Top of Extracted entries

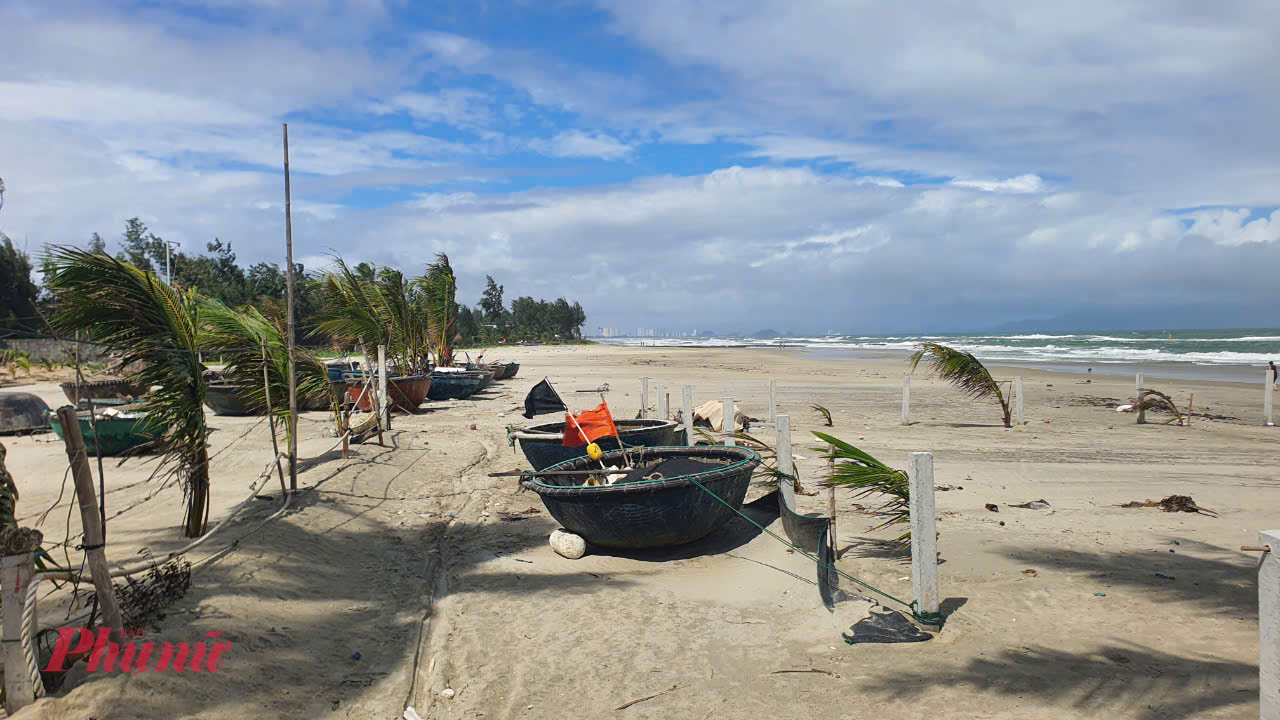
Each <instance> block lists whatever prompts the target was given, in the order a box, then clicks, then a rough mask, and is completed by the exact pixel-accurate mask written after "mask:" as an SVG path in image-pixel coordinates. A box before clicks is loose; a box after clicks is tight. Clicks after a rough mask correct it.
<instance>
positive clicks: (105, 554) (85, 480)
mask: <svg viewBox="0 0 1280 720" xmlns="http://www.w3.org/2000/svg"><path fill="white" fill-rule="evenodd" d="M58 421H59V423H61V425H63V442H64V443H65V445H67V460H68V461H70V465H72V479H73V480H74V482H76V497H77V498H78V500H79V507H81V524H82V525H83V530H84V543H83V544H84V556H86V560H87V562H88V570H90V577H92V578H93V588H95V589H96V591H97V596H96V597H97V605H99V607H101V609H102V624H104V625H106V626H108V628H110V629H111V637H113V639H115V641H116V642H123V639H124V638H123V635H122V629H120V628H122V625H123V624H124V623H123V620H122V618H120V606H119V605H116V601H115V588H114V587H113V585H111V574H110V571H109V570H108V568H106V553H105V552H104V551H102V547H104V546H105V542H104V541H102V527H101V525H100V524H99V515H97V498H95V497H93V473H92V470H90V469H88V456H87V455H86V452H84V438H83V437H82V436H81V432H79V420H78V418H77V416H76V409H74V407H70V406H67V407H60V409H59V410H58Z"/></svg>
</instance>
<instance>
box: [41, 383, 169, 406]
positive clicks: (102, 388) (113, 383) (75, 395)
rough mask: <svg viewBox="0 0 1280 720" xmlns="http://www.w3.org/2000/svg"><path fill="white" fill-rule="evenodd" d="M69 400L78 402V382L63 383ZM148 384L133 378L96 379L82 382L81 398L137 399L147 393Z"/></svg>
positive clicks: (81, 399)
mask: <svg viewBox="0 0 1280 720" xmlns="http://www.w3.org/2000/svg"><path fill="white" fill-rule="evenodd" d="M58 387H60V388H63V395H65V396H67V401H68V402H76V383H61V384H60V386H58ZM147 389H148V388H147V386H145V384H141V383H136V382H133V380H124V379H119V380H95V382H91V383H81V389H79V396H81V400H136V398H138V397H142V396H143V395H146V393H147Z"/></svg>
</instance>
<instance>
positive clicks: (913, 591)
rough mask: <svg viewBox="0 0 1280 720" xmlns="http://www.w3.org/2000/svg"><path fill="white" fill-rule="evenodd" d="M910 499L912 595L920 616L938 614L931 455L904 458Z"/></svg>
mask: <svg viewBox="0 0 1280 720" xmlns="http://www.w3.org/2000/svg"><path fill="white" fill-rule="evenodd" d="M906 474H908V477H909V478H910V483H911V487H910V497H911V593H913V597H914V600H915V609H916V611H918V612H919V614H920V615H929V614H937V612H938V603H940V598H938V532H937V516H936V507H934V502H933V454H932V452H913V454H911V455H909V456H908V459H906Z"/></svg>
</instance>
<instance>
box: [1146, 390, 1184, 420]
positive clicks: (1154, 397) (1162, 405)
mask: <svg viewBox="0 0 1280 720" xmlns="http://www.w3.org/2000/svg"><path fill="white" fill-rule="evenodd" d="M1134 410H1140V411H1143V413H1146V411H1153V413H1169V414H1171V415H1172V418H1170V419H1167V420H1165V424H1166V425H1167V424H1170V423H1174V421H1176V423H1178V424H1179V425H1181V424H1183V411H1181V409H1180V407H1178V405H1176V404H1175V402H1174V398H1172V397H1169V396H1167V395H1165V393H1162V392H1160V391H1158V389H1151V388H1144V389H1143V391H1142V400H1140V401H1139V402H1138V404H1137V407H1134Z"/></svg>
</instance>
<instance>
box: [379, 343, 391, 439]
mask: <svg viewBox="0 0 1280 720" xmlns="http://www.w3.org/2000/svg"><path fill="white" fill-rule="evenodd" d="M389 405H390V404H389V402H388V397H387V346H385V345H379V346H378V427H379V428H381V429H384V430H389V429H392V414H390V409H389V407H388V406H389Z"/></svg>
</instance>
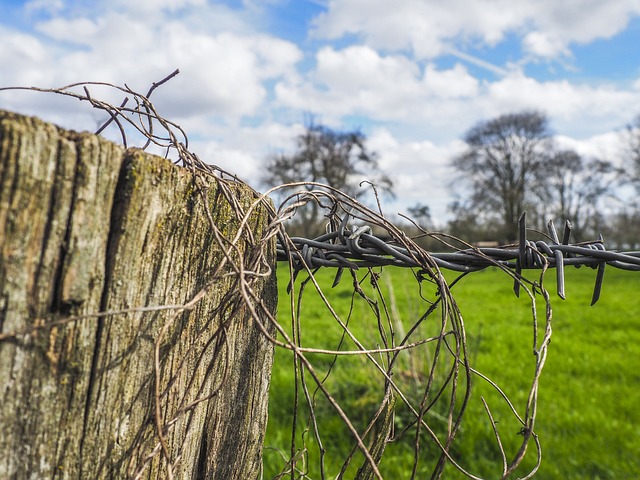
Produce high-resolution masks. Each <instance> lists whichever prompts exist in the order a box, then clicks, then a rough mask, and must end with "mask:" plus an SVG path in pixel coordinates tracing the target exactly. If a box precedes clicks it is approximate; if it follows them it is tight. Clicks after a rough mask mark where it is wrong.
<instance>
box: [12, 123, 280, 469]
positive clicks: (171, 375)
mask: <svg viewBox="0 0 640 480" xmlns="http://www.w3.org/2000/svg"><path fill="white" fill-rule="evenodd" d="M199 181H200V182H205V183H207V190H206V198H207V199H208V203H209V205H210V206H211V208H210V215H211V217H212V218H213V220H214V222H215V224H216V225H217V227H218V228H219V230H220V232H221V233H222V234H225V235H226V236H227V237H228V238H232V237H233V235H235V233H236V232H237V229H238V228H239V226H238V225H239V221H238V219H237V218H236V216H235V215H234V209H233V207H232V205H231V203H230V202H229V201H228V198H229V197H228V196H229V195H232V196H233V197H234V198H235V201H237V202H238V203H239V204H240V205H243V206H244V207H248V206H249V205H250V204H251V203H252V202H253V201H254V200H255V198H254V196H253V193H252V192H251V190H250V189H249V188H246V187H243V186H242V185H238V184H231V185H229V186H228V187H227V190H225V191H224V192H223V191H222V189H221V187H220V185H219V184H218V183H217V182H215V181H213V180H212V179H208V180H207V179H206V178H204V179H200V180H199ZM199 188H200V187H199V186H198V184H197V183H196V182H194V177H193V175H192V174H191V173H190V172H189V171H187V170H186V169H184V168H181V167H178V166H175V165H173V164H172V163H171V162H170V161H168V160H165V159H162V158H159V157H155V156H152V155H149V154H146V153H143V152H141V151H139V150H124V149H123V148H122V147H120V146H118V145H115V144H113V143H111V142H108V141H106V140H104V139H102V138H100V137H97V136H95V135H91V134H86V133H75V132H69V131H65V130H62V129H60V128H57V127H55V126H53V125H51V124H47V123H45V122H42V121H40V120H38V119H34V118H28V117H23V116H19V115H16V114H11V113H7V112H1V111H0V385H1V386H2V391H1V393H0V431H1V434H0V478H7V479H18V480H21V479H49V478H50V479H53V478H55V479H88V478H91V479H94V478H109V479H111V478H113V479H120V478H148V479H156V478H169V477H172V476H173V477H174V478H177V479H200V478H224V479H232V478H238V479H246V478H256V477H257V476H258V475H259V471H260V463H261V454H262V441H263V437H264V432H265V428H266V420H267V399H268V388H269V380H270V375H271V365H272V360H273V345H272V344H271V343H270V342H269V341H268V340H267V339H266V338H265V336H264V335H263V334H262V332H261V331H260V329H259V328H258V325H257V322H256V321H255V320H254V319H253V318H252V317H251V315H250V314H249V313H248V312H247V310H246V309H244V308H243V306H242V303H241V302H238V301H236V300H237V298H238V284H237V282H238V278H237V276H234V275H232V274H231V275H226V276H224V277H222V276H221V274H225V273H229V272H232V269H231V267H230V266H229V265H227V268H226V269H224V270H223V271H222V272H221V271H216V269H217V267H219V266H220V265H221V264H222V263H223V256H224V255H223V249H222V248H221V247H220V245H219V242H218V241H217V240H216V235H215V234H214V231H213V229H212V228H211V227H210V224H209V223H208V218H207V212H206V211H205V207H204V203H203V202H202V196H201V192H200V190H199ZM268 221H269V219H268V212H267V211H266V208H264V207H260V208H258V209H256V211H255V212H254V213H253V214H252V215H251V217H250V222H249V223H250V224H249V227H250V229H251V231H252V235H253V236H254V238H255V239H256V242H257V241H258V240H259V239H260V238H261V234H262V233H263V232H264V231H265V228H266V226H267V224H268ZM243 238H244V237H243ZM274 242H275V241H274V240H271V241H268V242H267V244H266V247H265V248H266V252H267V258H268V263H270V264H271V267H273V270H274V271H275V243H274ZM255 247H256V245H251V242H250V241H248V240H242V241H240V242H239V243H238V250H237V251H235V253H234V254H235V255H237V259H244V260H246V261H248V260H247V259H248V258H249V257H251V255H254V256H255ZM221 262H222V263H221ZM253 290H254V291H255V292H257V293H258V296H259V298H261V299H262V301H263V302H264V304H266V305H267V308H268V310H270V311H271V312H275V308H276V301H277V298H276V296H277V292H276V289H275V276H274V275H273V274H270V275H267V276H265V278H264V279H261V280H258V281H256V283H254V285H253ZM198 293H203V294H204V296H203V297H202V298H201V299H200V300H199V301H197V302H193V304H192V305H189V308H188V309H181V308H178V307H175V306H180V305H183V304H185V303H187V302H189V301H190V300H192V299H193V298H194V296H196V295H197V294H198ZM234 295H235V296H234ZM234 299H236V300H234ZM159 306H167V308H158V309H155V308H152V307H159ZM171 306H174V307H171ZM139 307H146V310H145V309H144V308H142V309H141V308H139ZM98 312H120V313H116V314H104V313H103V314H101V315H98V316H96V315H94V314H96V313H98ZM264 325H267V329H268V330H269V331H270V332H273V326H269V323H268V321H266V319H265V322H264ZM156 353H157V355H156ZM156 357H157V362H156Z"/></svg>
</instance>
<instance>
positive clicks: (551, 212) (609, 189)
mask: <svg viewBox="0 0 640 480" xmlns="http://www.w3.org/2000/svg"><path fill="white" fill-rule="evenodd" d="M616 174H617V170H616V169H615V167H614V166H613V165H612V164H611V162H608V161H606V160H600V159H591V160H585V159H584V158H583V157H582V156H580V155H579V154H578V153H577V152H575V151H573V150H561V151H558V152H556V153H554V154H553V155H552V156H551V157H550V158H549V159H548V160H547V161H546V162H545V177H544V182H543V183H542V184H541V185H539V193H540V197H541V200H542V202H543V203H544V204H545V205H546V206H547V208H546V209H545V212H544V213H545V214H546V215H547V216H548V217H551V218H557V219H560V220H565V219H566V220H570V221H571V222H572V224H573V227H574V229H573V233H574V236H575V238H576V239H577V240H578V241H581V240H587V237H593V236H594V235H595V234H597V233H598V232H597V230H598V229H599V227H600V226H601V223H602V221H601V220H602V219H601V215H600V213H599V211H600V208H599V207H600V203H601V201H602V199H603V198H604V197H606V195H607V194H608V193H609V192H610V189H611V186H612V185H613V183H614V181H615V180H616Z"/></svg>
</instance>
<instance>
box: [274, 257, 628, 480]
mask: <svg viewBox="0 0 640 480" xmlns="http://www.w3.org/2000/svg"><path fill="white" fill-rule="evenodd" d="M283 266H284V265H283ZM553 273H554V272H552V271H551V272H549V274H548V275H547V277H546V279H545V282H546V287H547V289H549V290H550V291H553V290H554V289H555V285H554V279H553V276H554V275H553ZM334 274H335V272H332V271H329V270H321V271H320V272H319V273H318V275H317V278H318V282H319V283H320V284H321V286H322V288H323V290H324V291H325V292H327V296H328V298H329V300H330V302H331V305H332V307H333V308H334V309H335V310H336V313H337V314H338V315H339V316H340V317H341V318H342V319H344V321H347V320H348V322H349V326H350V328H351V329H352V330H353V332H354V334H355V335H356V336H357V337H358V338H359V339H362V341H363V343H365V345H367V346H368V347H370V348H373V347H375V346H376V344H377V343H379V342H380V340H379V334H378V326H377V324H376V322H375V317H374V316H373V315H372V313H371V310H370V307H369V306H368V305H367V303H366V302H364V301H362V299H360V298H359V297H356V298H353V297H352V291H353V288H352V285H351V281H350V278H346V277H347V274H345V278H343V280H342V281H341V283H340V285H338V286H337V287H336V288H334V289H331V288H330V285H331V282H332V280H333V275H334ZM278 276H279V289H280V304H279V319H280V321H281V323H282V324H283V325H289V324H290V323H291V320H290V304H289V302H290V301H289V296H288V295H287V294H286V291H285V288H286V284H287V281H288V272H287V271H286V269H285V268H280V269H279V271H278ZM448 277H450V278H454V276H453V275H448ZM594 278H595V272H594V271H593V270H591V269H587V268H581V269H573V268H572V269H567V272H566V283H567V287H566V290H567V297H568V298H567V300H565V301H563V300H561V299H559V298H558V297H556V296H555V294H553V293H552V307H553V337H552V342H551V345H550V346H549V354H548V358H547V363H546V365H545V369H544V371H543V374H542V378H541V385H540V390H539V397H538V398H539V406H538V417H537V422H536V428H535V431H536V433H537V435H538V436H539V438H540V442H541V445H542V466H541V467H540V470H539V471H538V473H537V474H536V477H535V478H541V479H546V478H549V479H555V478H558V479H573V478H575V479H582V478H590V479H614V478H615V479H626V478H629V479H631V478H637V475H638V472H640V460H639V458H638V457H639V455H638V454H639V453H640V433H639V430H638V428H637V425H638V424H639V423H640V413H639V412H638V405H640V389H639V388H638V387H639V386H640V296H639V295H638V293H637V292H638V291H639V288H638V287H640V274H638V273H637V272H622V271H618V270H615V269H612V268H611V269H607V273H606V275H605V283H604V287H603V292H602V296H601V298H600V301H599V302H598V304H597V305H595V306H593V307H590V306H589V304H590V299H591V292H592V288H593V281H594ZM381 283H382V284H383V285H385V286H386V292H385V295H384V297H385V299H386V301H387V302H388V303H387V305H388V306H389V308H390V309H391V310H393V309H396V311H397V316H398V318H400V319H402V323H403V324H402V325H401V324H399V323H395V324H394V328H395V329H396V331H398V330H401V329H402V328H408V326H409V324H410V323H409V322H410V321H413V320H414V319H415V318H416V317H417V316H418V315H420V314H421V313H422V312H423V311H424V309H425V308H426V306H428V305H426V304H425V302H424V301H423V300H421V299H420V296H419V294H418V291H417V286H416V285H417V283H416V281H415V279H414V278H413V277H412V273H411V272H410V271H408V270H405V269H398V268H395V269H392V268H388V269H385V271H384V272H383V275H382V279H381ZM362 286H363V289H364V290H365V291H366V292H367V294H368V295H370V296H373V289H372V288H371V287H370V285H369V284H368V283H367V282H366V281H365V282H362ZM453 293H454V296H455V299H456V302H457V303H458V305H459V307H460V310H461V312H462V315H463V318H464V322H465V328H466V332H467V344H468V350H469V356H470V360H471V363H472V366H473V367H474V368H476V369H477V370H479V371H481V372H482V373H484V374H486V375H488V376H489V377H490V378H492V379H493V380H495V381H496V382H497V383H498V384H499V385H500V386H501V387H502V388H503V390H504V391H505V393H507V394H508V395H509V397H510V398H511V399H512V401H514V403H515V404H516V407H517V408H518V409H519V411H520V412H522V410H523V407H524V405H525V402H526V395H527V393H528V388H529V386H530V383H531V378H532V373H533V366H534V359H533V355H532V332H533V327H532V316H531V304H530V302H529V300H528V298H526V295H521V298H519V299H518V298H516V297H515V296H514V294H513V291H512V282H511V281H510V279H509V277H507V276H506V275H505V274H504V273H502V272H500V271H496V270H486V271H483V272H477V273H474V274H472V275H469V276H467V277H465V278H464V279H462V281H461V282H460V283H458V284H457V285H456V286H455V287H454V289H453ZM423 294H424V295H425V296H433V295H434V292H433V291H429V287H426V288H425V291H424V292H423ZM352 302H353V309H352V313H351V316H349V315H348V314H349V311H350V307H351V304H352ZM538 306H539V308H540V309H542V310H541V311H540V312H539V315H541V316H542V319H543V318H544V309H543V308H542V307H543V306H542V304H540V303H538ZM301 318H302V320H301V339H302V344H303V345H305V346H313V347H317V348H336V346H337V345H338V343H339V342H340V339H341V330H340V329H339V328H338V326H337V325H336V322H335V320H334V319H333V318H332V316H331V314H330V313H329V311H328V309H327V308H326V306H324V305H323V303H322V301H321V299H320V297H319V296H318V295H317V294H316V293H315V292H314V291H313V286H312V285H307V286H306V288H305V293H304V295H303V302H302V316H301ZM430 318H431V317H430ZM433 318H434V319H435V316H434V317H433ZM542 319H541V320H542ZM437 323H438V321H434V320H433V319H431V320H430V322H429V323H428V325H426V326H425V328H424V329H423V331H422V332H420V333H421V334H423V335H429V334H431V333H433V332H435V331H436V330H437V328H436V327H437ZM342 348H343V349H353V348H354V344H353V343H352V342H351V341H349V340H346V341H344V343H343V346H342ZM432 355H433V347H432V345H430V346H429V347H425V348H420V349H416V350H415V351H414V352H413V353H412V355H406V356H405V357H404V358H403V362H401V363H400V364H399V365H398V369H397V370H396V375H397V378H396V379H401V380H404V383H403V384H404V385H405V387H406V388H407V390H408V391H409V392H410V393H414V394H415V395H416V396H417V397H416V398H419V392H420V391H421V389H422V386H423V385H424V382H425V380H426V375H427V368H428V365H430V362H431V359H432ZM309 358H310V359H311V360H312V362H313V365H314V368H316V369H317V371H318V372H319V374H324V373H325V372H326V371H327V369H328V368H329V366H330V365H331V362H332V361H333V357H330V356H325V355H309ZM292 361H293V360H292V355H291V354H290V353H289V352H287V351H284V350H282V349H278V350H277V351H276V360H275V363H274V369H273V374H272V382H271V390H270V403H269V425H268V429H267V436H266V440H265V452H264V466H265V472H264V473H265V474H264V478H272V477H273V476H274V475H276V474H277V473H278V472H280V471H281V470H282V468H283V467H284V463H285V460H284V458H287V459H288V458H289V456H290V455H291V451H290V450H291V430H292V410H293V407H292V406H293V402H294V388H293V387H294V384H295V381H294V376H293V371H292ZM307 375H308V373H307ZM309 384H310V385H312V382H309ZM325 384H326V386H327V388H328V389H329V391H330V392H331V393H332V395H333V396H334V397H335V398H336V399H337V401H338V402H339V403H340V404H341V405H342V406H343V407H344V409H345V411H347V412H348V414H349V416H350V418H351V419H352V420H353V422H354V424H355V425H356V427H357V428H359V429H362V428H363V427H364V426H365V425H366V422H367V421H368V419H369V418H370V416H371V414H372V413H373V411H374V409H375V407H376V406H377V405H378V404H379V402H380V399H381V397H382V391H383V383H382V381H381V380H380V376H379V375H376V374H375V372H373V371H372V370H371V367H370V364H369V363H367V361H366V360H365V359H364V358H363V357H360V356H358V357H344V356H343V357H340V358H339V360H338V362H337V364H336V366H335V367H334V369H333V371H332V375H331V376H330V377H329V379H328V380H327V382H326V383H325ZM311 394H313V391H311V392H310V395H311ZM299 395H300V396H301V397H302V396H303V392H302V391H299ZM481 396H482V397H484V398H485V399H486V401H487V403H488V404H489V406H490V408H491V412H492V414H493V416H494V419H495V420H496V421H497V422H498V423H497V426H498V428H499V430H500V433H501V437H502V440H503V442H504V444H505V448H506V449H507V451H508V454H509V455H510V456H511V455H513V454H514V453H515V450H516V449H517V447H518V446H519V443H520V442H521V439H522V437H521V436H519V435H518V430H519V423H518V422H517V421H515V420H514V419H513V416H512V415H510V413H509V410H508V408H507V407H506V405H505V404H504V402H503V401H502V400H501V398H500V397H499V396H498V395H497V394H496V393H495V391H494V390H493V389H491V388H490V387H489V386H488V385H487V384H486V383H485V382H484V381H482V380H480V379H479V378H477V377H474V379H473V383H472V398H471V400H470V403H469V406H468V408H467V411H466V413H465V418H464V423H463V429H462V430H461V432H460V433H459V435H458V437H457V439H456V444H457V445H456V447H455V448H454V450H453V454H454V455H455V458H456V459H457V460H458V461H459V462H460V463H461V464H462V465H463V466H464V468H466V469H467V470H468V471H470V472H472V473H474V474H476V475H478V476H481V477H484V478H498V477H499V476H500V472H501V460H500V455H499V451H498V449H497V447H496V442H495V438H494V436H493V432H492V429H491V426H490V423H489V421H488V419H487V414H486V413H485V410H484V408H483V406H482V402H481V400H480V397H481ZM315 398H316V415H317V417H318V421H319V423H320V429H321V432H322V441H323V445H324V447H325V448H326V450H327V455H326V458H325V466H326V472H327V478H335V476H336V474H337V473H338V471H339V469H340V466H341V465H342V461H343V459H344V457H345V455H346V454H347V453H348V452H349V450H350V448H351V447H352V446H353V439H352V437H351V436H350V434H349V432H348V430H346V428H345V427H344V425H343V423H342V422H341V421H340V419H339V418H338V416H337V415H336V413H335V411H334V410H333V409H332V408H331V407H330V405H329V404H328V402H327V401H326V400H325V399H324V398H323V397H322V395H320V394H318V395H316V397H315ZM302 403H304V400H303V401H302ZM442 411H443V412H444V410H442ZM307 415H308V412H307V411H306V410H305V409H304V408H301V410H300V414H299V417H298V421H297V422H296V428H297V435H296V437H297V447H298V448H300V447H301V446H302V442H301V441H300V440H301V439H304V440H305V441H306V443H305V444H306V446H307V448H308V457H307V458H305V461H306V462H307V463H306V464H305V463H304V462H300V463H298V467H299V468H301V469H302V470H304V471H306V472H307V473H308V475H309V477H310V478H320V474H319V470H318V467H317V464H318V460H319V454H318V449H317V443H316V442H315V440H314V438H313V433H312V432H311V431H306V432H305V430H304V429H305V427H306V425H307V424H308V422H307ZM409 418H410V417H409V415H408V414H407V412H406V410H403V409H402V407H401V406H400V407H399V408H398V412H397V416H396V420H395V421H396V432H398V431H399V430H400V429H401V427H402V426H403V422H406V421H408V419H409ZM427 421H428V422H429V424H430V425H433V426H434V428H435V429H439V428H440V429H442V428H444V423H443V422H442V420H441V419H440V418H439V417H438V416H436V415H431V416H429V417H428V418H427ZM413 440H414V439H413V434H411V435H409V437H408V438H406V437H405V438H404V439H402V440H399V441H398V442H395V443H393V444H390V445H389V446H388V447H387V451H386V452H385V456H384V458H383V461H382V463H381V466H380V467H381V471H382V473H383V475H384V476H385V478H409V477H410V474H411V467H412V464H413ZM421 444H422V449H421V455H420V458H421V461H420V463H419V469H418V474H417V475H416V477H417V478H423V477H425V476H427V475H429V474H430V472H431V470H432V468H433V459H434V458H435V455H436V453H437V451H436V449H435V448H434V447H433V445H432V444H431V442H430V441H429V440H428V439H427V438H426V437H425V438H423V440H422V443H421ZM528 452H529V453H528V457H530V458H527V459H526V460H525V462H524V464H523V467H522V468H521V469H520V470H518V472H521V474H525V473H526V472H527V471H528V469H529V468H530V467H531V466H532V465H533V463H535V448H534V446H533V444H531V445H530V447H529V451H528ZM361 463H362V457H358V458H356V459H355V460H354V462H353V464H354V465H353V467H351V469H350V470H349V471H348V472H347V474H346V475H345V478H352V477H353V476H354V474H355V471H356V470H357V467H358V466H359V465H360V464H361ZM518 472H517V473H518ZM516 477H517V475H515V476H514V478H516ZM443 478H447V479H449V478H453V479H455V478H464V477H462V476H461V475H460V474H459V472H457V470H455V468H453V467H451V466H447V467H446V469H445V473H444V476H443Z"/></svg>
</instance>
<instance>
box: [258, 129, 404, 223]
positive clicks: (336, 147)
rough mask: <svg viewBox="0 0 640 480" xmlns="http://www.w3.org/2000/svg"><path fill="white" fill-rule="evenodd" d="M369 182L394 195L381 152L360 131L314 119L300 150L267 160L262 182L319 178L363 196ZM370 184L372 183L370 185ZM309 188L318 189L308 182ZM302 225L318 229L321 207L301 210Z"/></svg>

Bottom of Extracted entries

(Task directions): Reproduce only the lines above, starting at the line with "positive clicks: (913, 591)" and ending at the line with "box: [1146, 390, 1184, 420]", exactly as written.

(Exercise result):
positive clicks: (913, 591)
rough mask: <svg viewBox="0 0 1280 720" xmlns="http://www.w3.org/2000/svg"><path fill="white" fill-rule="evenodd" d="M910 499L912 595L920 616L938 614L931 455L904 458Z"/></svg>
mask: <svg viewBox="0 0 1280 720" xmlns="http://www.w3.org/2000/svg"><path fill="white" fill-rule="evenodd" d="M906 474H908V477H909V478H910V483H911V487H910V497H911V593H913V597H914V600H915V609H916V611H918V612H919V614H920V615H929V614H937V612H938V603H940V598H938V532H937V516H936V507H934V502H933V454H932V452H913V454H911V455H909V456H908V459H906Z"/></svg>
</instance>
<instance>
box: [1146, 390, 1184, 420]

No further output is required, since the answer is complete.